Text >>
────────────────

The Brand of Cowardice is a 1916 silent film starring Lionel Barrymore and released through Metro Pictures. It is a lost film.

Plot 
After Cyril Hamilton refuses to follow his father-in-law Colonel Gordon West's National Guard unit into action in the Mexican Border War, his fiancé Marcia West breaks up with him. He ashamedly enlists in another regiment and goes west but alienates all of his fellow soldiers with his pompous behavior. However, he finally redeems himself by rescuing Marcia from the bandit Navarete. Although they are overwhelmed by Navarete's forces after killing him, they are rescued by Colonel West's forces and marry.

────────────────

Collected material >>

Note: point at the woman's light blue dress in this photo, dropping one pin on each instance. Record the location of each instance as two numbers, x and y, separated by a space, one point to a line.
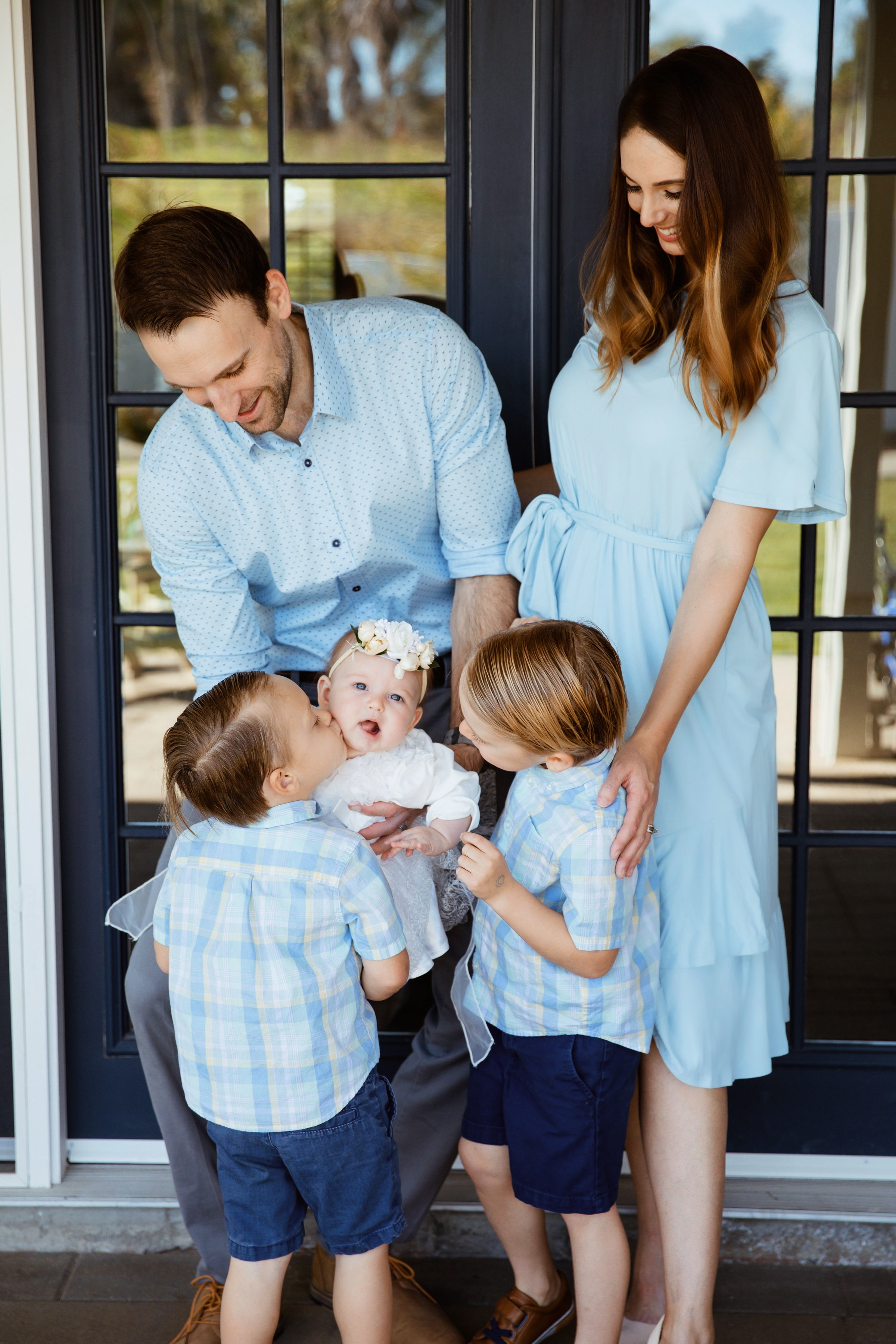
638 470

────────────────

Job 1 >>
Answer these from the text about The Brand of Cowardice:
(a) In what year was the film made?
(b) Which company released it?
(c) Who is the bandit Cyril Hamilton rescues Marcia West from?
Job 2 >> From the text about The Brand of Cowardice, pull out the passage that opens with the words containing "The Brand of" and closes with "forces and marry.", copying it word for word.

Task solution 1 >>
(a) 1916
(b) Metro Pictures
(c) Navarete

Task solution 2 >>
The Brand of Cowardice is a 1916 silent film starring Lionel Barrymore and released through Metro Pictures. It is a lost film.

Plot 
After Cyril Hamilton refuses to follow his father-in-law Colonel Gordon West's National Guard unit into action in the Mexican Border War, his fiancé Marcia West breaks up with him. He ashamedly enlists in another regiment and goes west but alienates all of his fellow soldiers with his pompous behavior. However, he finally redeems himself by rescuing Marcia from the bandit Navarete. Although they are overwhelmed by Navarete's forces after killing him, they are rescued by Colonel West's forces and marry.